■ Exercise objective
In the passage on Reata Engineering's precision machining, what does the text give as a great example of parts that can meet print specifications yet fail to function because of the order of machining operations?

■ Passage provided
● ● ● ●
At Reata Engineering, we excel at overcoming manufacturing challenges and machining complex parts that not only meet all specifications but also function flawlessly. However, to do our job well, we first need a firm grasp of a part’s application.
Understanding the intended function of a part before a precision machining project begins helps us identify areas of focus, flag potential problems, and identify opportunities to optimize the design—all with the goal of saving you time and money and delivering the highest-quality results.
Why Share Information about Your Part’s Application?
Sharing information about your part’s application bridges the gap between design and precision machining, yielding six significant customer benefits:
1. Correct order of operations
Manufacturers must decide the necessary order of operations when machining and inspecting parts. It may sound strange, but it’s possible to make parts to print that don’t function as intended because of the order of machining operations!
Castings are a great example of this phenomenon. When casting parts, the material moves as it undergoes different machining operations. We can make a part in multiple ways and still meet print specifications, but only one order of operations will result in a part that also functions properly.
● ● ● ●
■ Information shown
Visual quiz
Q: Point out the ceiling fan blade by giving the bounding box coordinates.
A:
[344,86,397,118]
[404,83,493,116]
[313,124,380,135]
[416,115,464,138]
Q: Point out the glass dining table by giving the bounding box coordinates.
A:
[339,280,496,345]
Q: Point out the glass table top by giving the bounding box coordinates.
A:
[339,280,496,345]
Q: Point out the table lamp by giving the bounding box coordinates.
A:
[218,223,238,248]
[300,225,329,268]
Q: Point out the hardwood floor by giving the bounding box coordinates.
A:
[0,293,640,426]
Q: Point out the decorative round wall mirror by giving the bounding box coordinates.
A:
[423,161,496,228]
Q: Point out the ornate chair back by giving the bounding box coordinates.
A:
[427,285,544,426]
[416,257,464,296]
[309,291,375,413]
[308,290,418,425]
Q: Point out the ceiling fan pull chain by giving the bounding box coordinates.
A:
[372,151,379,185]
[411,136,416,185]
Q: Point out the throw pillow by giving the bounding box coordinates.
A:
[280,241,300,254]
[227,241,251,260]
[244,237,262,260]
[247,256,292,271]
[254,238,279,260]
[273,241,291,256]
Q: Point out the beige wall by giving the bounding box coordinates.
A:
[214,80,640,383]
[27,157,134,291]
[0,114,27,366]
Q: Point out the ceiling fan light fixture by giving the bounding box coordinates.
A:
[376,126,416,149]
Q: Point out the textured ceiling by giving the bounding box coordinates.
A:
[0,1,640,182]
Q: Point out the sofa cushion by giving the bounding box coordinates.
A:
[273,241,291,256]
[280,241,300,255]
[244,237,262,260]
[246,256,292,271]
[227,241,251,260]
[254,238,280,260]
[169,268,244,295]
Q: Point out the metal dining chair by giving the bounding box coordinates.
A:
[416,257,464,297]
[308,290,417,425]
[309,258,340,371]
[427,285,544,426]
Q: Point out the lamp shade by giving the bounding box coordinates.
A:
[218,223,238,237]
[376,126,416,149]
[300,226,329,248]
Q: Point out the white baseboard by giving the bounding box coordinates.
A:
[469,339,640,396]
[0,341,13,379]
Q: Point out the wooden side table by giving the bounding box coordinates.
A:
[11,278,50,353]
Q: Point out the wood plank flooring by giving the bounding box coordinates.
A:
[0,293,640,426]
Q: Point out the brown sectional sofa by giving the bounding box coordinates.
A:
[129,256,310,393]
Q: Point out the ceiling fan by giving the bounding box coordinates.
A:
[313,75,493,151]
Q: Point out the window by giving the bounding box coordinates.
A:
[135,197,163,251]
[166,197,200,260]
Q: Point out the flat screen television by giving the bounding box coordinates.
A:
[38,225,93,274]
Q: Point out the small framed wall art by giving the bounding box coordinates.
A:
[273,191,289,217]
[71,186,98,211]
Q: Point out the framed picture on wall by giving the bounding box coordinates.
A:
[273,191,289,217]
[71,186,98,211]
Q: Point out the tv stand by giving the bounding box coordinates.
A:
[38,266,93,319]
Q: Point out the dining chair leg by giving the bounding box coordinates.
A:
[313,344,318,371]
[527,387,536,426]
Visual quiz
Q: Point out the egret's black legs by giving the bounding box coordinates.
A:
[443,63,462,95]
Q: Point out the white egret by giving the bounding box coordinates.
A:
● ● ● ●
■ Task response
Castings.